TEXT FOR ANALYSIS
An Israeli officer accompanying the journalists, Lt. Col. Iddo Ben-Anat, projected an image of quiet confidence.
Hamas had been routed here, the colonel said, forced out from its bases in the mosque with the tilting minaret and the school with the shattered wall.
“It’s like catching a mouse,” Colonel Ben-Anat said of the enemy. “You have to find him. You know he’s there. You don’t know where he is — but you know when you catch him, he’s done.”
Nearby, groups of soldiers gathered around portable camping stoves, boiling sweet corn and carrots, chatting and joking. Several sported well-groomed mustaches — an incongruous nod to Movember, an annual global fund-raising campaign in which men grow mustaches throughout the month of November.
All of the political divisions in Israel of the past year — in which thousands of military reservists had threatened to refuse to serve in protest of the Israeli government — had vanished, the colonel said. Many of his men were reservists.
“United, together,” said Colonel Ben-Anat.

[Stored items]
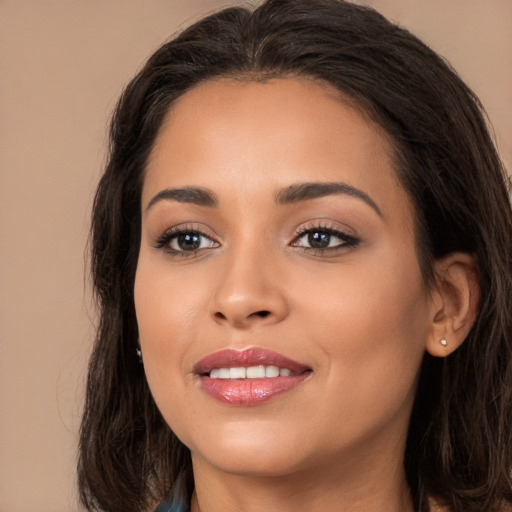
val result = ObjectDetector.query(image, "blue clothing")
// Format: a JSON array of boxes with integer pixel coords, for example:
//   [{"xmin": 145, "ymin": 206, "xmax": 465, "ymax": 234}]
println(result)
[{"xmin": 155, "ymin": 500, "xmax": 188, "ymax": 512}]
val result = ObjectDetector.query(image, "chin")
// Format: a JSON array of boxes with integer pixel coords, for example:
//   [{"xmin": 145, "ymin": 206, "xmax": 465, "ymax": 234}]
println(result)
[{"xmin": 191, "ymin": 424, "xmax": 316, "ymax": 477}]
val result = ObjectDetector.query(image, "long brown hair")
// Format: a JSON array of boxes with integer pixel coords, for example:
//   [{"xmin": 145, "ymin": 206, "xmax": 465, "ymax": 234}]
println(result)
[{"xmin": 78, "ymin": 0, "xmax": 512, "ymax": 512}]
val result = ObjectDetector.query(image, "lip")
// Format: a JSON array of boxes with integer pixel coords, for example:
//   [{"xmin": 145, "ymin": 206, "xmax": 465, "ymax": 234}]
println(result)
[{"xmin": 194, "ymin": 348, "xmax": 311, "ymax": 406}]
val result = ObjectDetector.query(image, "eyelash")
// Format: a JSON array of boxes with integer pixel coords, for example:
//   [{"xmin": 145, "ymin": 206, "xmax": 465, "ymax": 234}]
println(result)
[
  {"xmin": 154, "ymin": 225, "xmax": 359, "ymax": 258},
  {"xmin": 154, "ymin": 226, "xmax": 219, "ymax": 258},
  {"xmin": 291, "ymin": 224, "xmax": 359, "ymax": 256}
]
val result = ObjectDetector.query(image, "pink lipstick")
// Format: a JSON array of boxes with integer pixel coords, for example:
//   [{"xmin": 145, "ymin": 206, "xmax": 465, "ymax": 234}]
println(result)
[{"xmin": 194, "ymin": 348, "xmax": 311, "ymax": 406}]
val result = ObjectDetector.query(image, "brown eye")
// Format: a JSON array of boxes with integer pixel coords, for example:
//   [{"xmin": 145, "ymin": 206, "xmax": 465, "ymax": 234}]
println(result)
[
  {"xmin": 292, "ymin": 228, "xmax": 359, "ymax": 251},
  {"xmin": 308, "ymin": 231, "xmax": 331, "ymax": 249}
]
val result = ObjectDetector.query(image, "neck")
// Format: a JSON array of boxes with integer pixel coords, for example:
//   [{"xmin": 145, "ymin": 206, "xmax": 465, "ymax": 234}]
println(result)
[{"xmin": 191, "ymin": 444, "xmax": 413, "ymax": 512}]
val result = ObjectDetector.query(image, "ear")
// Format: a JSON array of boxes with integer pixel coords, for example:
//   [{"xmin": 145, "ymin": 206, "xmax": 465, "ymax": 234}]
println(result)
[{"xmin": 425, "ymin": 253, "xmax": 480, "ymax": 357}]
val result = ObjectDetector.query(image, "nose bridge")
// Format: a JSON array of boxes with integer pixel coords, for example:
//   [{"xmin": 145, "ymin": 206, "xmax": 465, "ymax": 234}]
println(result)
[{"xmin": 211, "ymin": 233, "xmax": 287, "ymax": 328}]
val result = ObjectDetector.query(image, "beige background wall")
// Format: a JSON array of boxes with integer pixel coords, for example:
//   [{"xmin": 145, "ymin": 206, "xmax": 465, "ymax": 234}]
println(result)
[{"xmin": 0, "ymin": 0, "xmax": 512, "ymax": 512}]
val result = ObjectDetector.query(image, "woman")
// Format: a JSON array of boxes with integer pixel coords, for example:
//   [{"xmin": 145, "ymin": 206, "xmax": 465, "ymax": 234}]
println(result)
[{"xmin": 79, "ymin": 0, "xmax": 512, "ymax": 512}]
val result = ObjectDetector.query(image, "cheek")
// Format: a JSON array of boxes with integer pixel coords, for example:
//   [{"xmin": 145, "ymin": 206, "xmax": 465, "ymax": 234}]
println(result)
[
  {"xmin": 134, "ymin": 255, "xmax": 204, "ymax": 406},
  {"xmin": 296, "ymin": 250, "xmax": 429, "ymax": 435}
]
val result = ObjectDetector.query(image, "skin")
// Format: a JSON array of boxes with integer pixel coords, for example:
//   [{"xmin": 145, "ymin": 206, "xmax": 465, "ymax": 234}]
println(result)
[{"xmin": 135, "ymin": 78, "xmax": 470, "ymax": 512}]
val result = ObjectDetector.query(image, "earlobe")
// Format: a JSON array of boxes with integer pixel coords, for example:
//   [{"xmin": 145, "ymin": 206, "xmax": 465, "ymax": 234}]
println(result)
[{"xmin": 425, "ymin": 253, "xmax": 480, "ymax": 357}]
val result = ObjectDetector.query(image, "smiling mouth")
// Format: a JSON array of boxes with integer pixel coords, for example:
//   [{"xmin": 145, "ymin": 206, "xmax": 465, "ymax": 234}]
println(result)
[
  {"xmin": 205, "ymin": 364, "xmax": 300, "ymax": 380},
  {"xmin": 195, "ymin": 348, "xmax": 312, "ymax": 406}
]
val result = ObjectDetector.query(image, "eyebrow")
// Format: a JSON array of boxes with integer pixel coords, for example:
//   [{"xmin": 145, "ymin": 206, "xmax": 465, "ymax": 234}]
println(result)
[
  {"xmin": 146, "ymin": 187, "xmax": 218, "ymax": 211},
  {"xmin": 276, "ymin": 182, "xmax": 383, "ymax": 217},
  {"xmin": 146, "ymin": 182, "xmax": 383, "ymax": 217}
]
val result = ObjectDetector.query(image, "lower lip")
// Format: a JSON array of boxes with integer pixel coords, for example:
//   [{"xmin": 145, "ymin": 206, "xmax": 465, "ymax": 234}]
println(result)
[{"xmin": 201, "ymin": 372, "xmax": 310, "ymax": 406}]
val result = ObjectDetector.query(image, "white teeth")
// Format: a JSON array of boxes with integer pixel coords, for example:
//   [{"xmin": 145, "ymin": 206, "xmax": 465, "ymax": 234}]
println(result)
[
  {"xmin": 229, "ymin": 368, "xmax": 245, "ymax": 379},
  {"xmin": 265, "ymin": 366, "xmax": 279, "ymax": 377},
  {"xmin": 218, "ymin": 368, "xmax": 230, "ymax": 379},
  {"xmin": 245, "ymin": 365, "xmax": 265, "ymax": 379},
  {"xmin": 209, "ymin": 365, "xmax": 297, "ymax": 379}
]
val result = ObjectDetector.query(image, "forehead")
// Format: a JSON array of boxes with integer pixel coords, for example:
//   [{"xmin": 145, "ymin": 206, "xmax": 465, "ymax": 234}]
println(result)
[{"xmin": 143, "ymin": 78, "xmax": 410, "ymax": 219}]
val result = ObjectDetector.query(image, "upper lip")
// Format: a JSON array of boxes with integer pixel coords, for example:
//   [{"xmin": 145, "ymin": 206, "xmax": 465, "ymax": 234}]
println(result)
[{"xmin": 194, "ymin": 347, "xmax": 310, "ymax": 375}]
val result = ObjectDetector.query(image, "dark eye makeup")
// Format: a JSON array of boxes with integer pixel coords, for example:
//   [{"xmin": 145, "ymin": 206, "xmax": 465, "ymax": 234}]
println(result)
[{"xmin": 154, "ymin": 223, "xmax": 359, "ymax": 257}]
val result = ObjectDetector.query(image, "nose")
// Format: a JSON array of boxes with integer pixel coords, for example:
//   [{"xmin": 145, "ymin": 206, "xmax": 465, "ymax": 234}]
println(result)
[{"xmin": 210, "ymin": 247, "xmax": 288, "ymax": 329}]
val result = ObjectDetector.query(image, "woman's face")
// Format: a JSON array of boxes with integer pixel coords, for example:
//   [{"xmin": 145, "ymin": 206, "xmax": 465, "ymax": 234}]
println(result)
[{"xmin": 135, "ymin": 79, "xmax": 432, "ymax": 475}]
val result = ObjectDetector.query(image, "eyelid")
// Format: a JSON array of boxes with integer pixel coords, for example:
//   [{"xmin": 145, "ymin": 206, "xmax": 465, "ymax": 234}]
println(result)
[
  {"xmin": 152, "ymin": 223, "xmax": 220, "ymax": 257},
  {"xmin": 290, "ymin": 220, "xmax": 360, "ymax": 256}
]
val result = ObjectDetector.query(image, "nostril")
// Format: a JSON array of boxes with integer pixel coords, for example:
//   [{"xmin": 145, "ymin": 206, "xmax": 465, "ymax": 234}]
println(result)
[{"xmin": 251, "ymin": 310, "xmax": 270, "ymax": 318}]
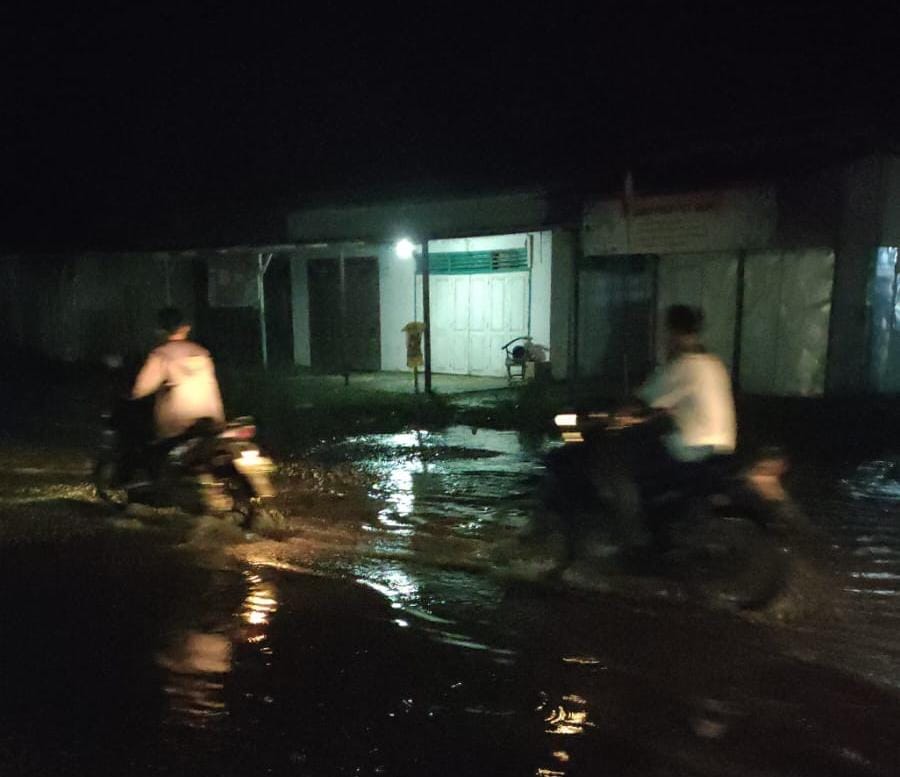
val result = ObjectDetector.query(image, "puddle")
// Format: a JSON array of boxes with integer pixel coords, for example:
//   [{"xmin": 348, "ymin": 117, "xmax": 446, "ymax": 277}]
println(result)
[{"xmin": 0, "ymin": 427, "xmax": 900, "ymax": 777}]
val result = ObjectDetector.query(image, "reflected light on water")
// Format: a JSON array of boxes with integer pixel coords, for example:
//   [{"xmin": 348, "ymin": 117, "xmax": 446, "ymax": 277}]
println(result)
[
  {"xmin": 544, "ymin": 705, "xmax": 594, "ymax": 735},
  {"xmin": 157, "ymin": 631, "xmax": 232, "ymax": 727},
  {"xmin": 357, "ymin": 567, "xmax": 419, "ymax": 609},
  {"xmin": 242, "ymin": 573, "xmax": 278, "ymax": 632}
]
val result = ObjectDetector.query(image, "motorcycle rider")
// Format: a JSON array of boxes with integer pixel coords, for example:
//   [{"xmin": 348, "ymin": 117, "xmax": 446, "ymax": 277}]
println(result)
[
  {"xmin": 636, "ymin": 305, "xmax": 737, "ymax": 478},
  {"xmin": 557, "ymin": 305, "xmax": 737, "ymax": 563},
  {"xmin": 131, "ymin": 307, "xmax": 225, "ymax": 447}
]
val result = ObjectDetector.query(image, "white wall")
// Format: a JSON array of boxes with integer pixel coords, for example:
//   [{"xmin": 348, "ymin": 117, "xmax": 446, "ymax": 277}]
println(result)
[
  {"xmin": 291, "ymin": 232, "xmax": 553, "ymax": 370},
  {"xmin": 549, "ymin": 229, "xmax": 575, "ymax": 380},
  {"xmin": 583, "ymin": 187, "xmax": 778, "ymax": 256},
  {"xmin": 291, "ymin": 242, "xmax": 421, "ymax": 370},
  {"xmin": 291, "ymin": 256, "xmax": 312, "ymax": 367},
  {"xmin": 426, "ymin": 231, "xmax": 553, "ymax": 352}
]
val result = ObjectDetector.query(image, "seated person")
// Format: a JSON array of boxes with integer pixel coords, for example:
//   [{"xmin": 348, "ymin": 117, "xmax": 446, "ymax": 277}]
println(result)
[{"xmin": 131, "ymin": 307, "xmax": 225, "ymax": 441}]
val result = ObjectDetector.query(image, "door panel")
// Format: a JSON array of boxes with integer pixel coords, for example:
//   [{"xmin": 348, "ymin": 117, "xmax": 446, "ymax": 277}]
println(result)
[{"xmin": 307, "ymin": 257, "xmax": 381, "ymax": 372}]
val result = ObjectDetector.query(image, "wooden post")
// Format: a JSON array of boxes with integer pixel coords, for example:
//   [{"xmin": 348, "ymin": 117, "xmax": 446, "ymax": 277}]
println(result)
[
  {"xmin": 422, "ymin": 239, "xmax": 431, "ymax": 394},
  {"xmin": 256, "ymin": 254, "xmax": 274, "ymax": 370}
]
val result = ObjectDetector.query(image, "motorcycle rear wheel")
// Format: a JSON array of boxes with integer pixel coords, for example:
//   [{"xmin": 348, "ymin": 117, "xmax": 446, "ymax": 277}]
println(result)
[{"xmin": 91, "ymin": 459, "xmax": 128, "ymax": 507}]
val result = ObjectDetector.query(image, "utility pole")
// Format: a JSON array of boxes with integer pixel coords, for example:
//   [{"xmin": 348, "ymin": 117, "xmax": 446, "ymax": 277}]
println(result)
[
  {"xmin": 256, "ymin": 254, "xmax": 275, "ymax": 370},
  {"xmin": 422, "ymin": 239, "xmax": 431, "ymax": 394}
]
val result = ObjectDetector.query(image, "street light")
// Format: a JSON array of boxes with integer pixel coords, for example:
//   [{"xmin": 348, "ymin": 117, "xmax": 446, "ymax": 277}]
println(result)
[
  {"xmin": 394, "ymin": 237, "xmax": 431, "ymax": 394},
  {"xmin": 394, "ymin": 237, "xmax": 416, "ymax": 259}
]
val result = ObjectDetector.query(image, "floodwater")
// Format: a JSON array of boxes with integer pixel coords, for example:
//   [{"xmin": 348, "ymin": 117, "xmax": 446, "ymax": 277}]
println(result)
[{"xmin": 0, "ymin": 427, "xmax": 900, "ymax": 775}]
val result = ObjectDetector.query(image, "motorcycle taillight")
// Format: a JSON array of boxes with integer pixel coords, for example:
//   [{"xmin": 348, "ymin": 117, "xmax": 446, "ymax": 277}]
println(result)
[{"xmin": 221, "ymin": 424, "xmax": 256, "ymax": 440}]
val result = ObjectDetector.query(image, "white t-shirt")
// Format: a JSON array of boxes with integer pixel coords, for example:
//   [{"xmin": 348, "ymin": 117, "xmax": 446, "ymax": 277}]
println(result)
[
  {"xmin": 638, "ymin": 353, "xmax": 737, "ymax": 461},
  {"xmin": 132, "ymin": 340, "xmax": 225, "ymax": 438}
]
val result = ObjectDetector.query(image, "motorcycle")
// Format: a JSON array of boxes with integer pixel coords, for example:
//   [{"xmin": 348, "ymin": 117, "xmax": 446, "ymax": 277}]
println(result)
[
  {"xmin": 93, "ymin": 400, "xmax": 276, "ymax": 524},
  {"xmin": 530, "ymin": 413, "xmax": 802, "ymax": 609}
]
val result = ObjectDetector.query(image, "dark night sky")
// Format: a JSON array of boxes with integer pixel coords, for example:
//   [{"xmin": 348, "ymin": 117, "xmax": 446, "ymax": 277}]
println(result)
[{"xmin": 0, "ymin": 2, "xmax": 900, "ymax": 248}]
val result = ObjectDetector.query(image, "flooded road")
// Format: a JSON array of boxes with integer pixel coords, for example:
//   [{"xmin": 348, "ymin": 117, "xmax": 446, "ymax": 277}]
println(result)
[{"xmin": 0, "ymin": 427, "xmax": 900, "ymax": 775}]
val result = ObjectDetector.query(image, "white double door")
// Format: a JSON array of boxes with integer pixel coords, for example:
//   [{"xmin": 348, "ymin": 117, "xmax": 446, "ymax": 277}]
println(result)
[{"xmin": 430, "ymin": 272, "xmax": 528, "ymax": 375}]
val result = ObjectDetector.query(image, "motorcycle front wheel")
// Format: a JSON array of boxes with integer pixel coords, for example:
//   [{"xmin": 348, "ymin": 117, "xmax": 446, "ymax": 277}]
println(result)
[
  {"xmin": 91, "ymin": 458, "xmax": 128, "ymax": 507},
  {"xmin": 670, "ymin": 516, "xmax": 789, "ymax": 610}
]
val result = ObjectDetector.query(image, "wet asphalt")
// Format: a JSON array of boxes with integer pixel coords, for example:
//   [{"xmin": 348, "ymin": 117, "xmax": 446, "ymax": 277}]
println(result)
[{"xmin": 0, "ymin": 427, "xmax": 900, "ymax": 775}]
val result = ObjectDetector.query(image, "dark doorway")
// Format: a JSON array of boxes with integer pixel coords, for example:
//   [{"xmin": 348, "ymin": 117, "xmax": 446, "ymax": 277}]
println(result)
[
  {"xmin": 578, "ymin": 256, "xmax": 656, "ymax": 396},
  {"xmin": 309, "ymin": 257, "xmax": 381, "ymax": 373},
  {"xmin": 266, "ymin": 254, "xmax": 294, "ymax": 367}
]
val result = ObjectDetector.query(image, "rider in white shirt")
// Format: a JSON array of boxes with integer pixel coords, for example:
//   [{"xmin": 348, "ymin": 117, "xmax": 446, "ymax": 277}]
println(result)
[
  {"xmin": 132, "ymin": 308, "xmax": 225, "ymax": 440},
  {"xmin": 637, "ymin": 305, "xmax": 737, "ymax": 463}
]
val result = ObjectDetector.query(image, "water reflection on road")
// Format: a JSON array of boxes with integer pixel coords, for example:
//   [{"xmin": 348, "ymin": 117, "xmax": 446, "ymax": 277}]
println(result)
[{"xmin": 0, "ymin": 428, "xmax": 900, "ymax": 777}]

THE PROBLEM
Summarize the passage about the Israeli officer in two sentences. The items have no connection to the passage.

THE COMPLETED TASK
Lt. Col. Iddo Ben-Anat, an Israeli officer accompanying journalists, said Hamas had been forced out of its bases in a mosque and a school there. He also said that the past year's political divisions, when thousands of military reservists had threatened to refuse to serve in protest of the government, had vanished, and many of his men were reservists.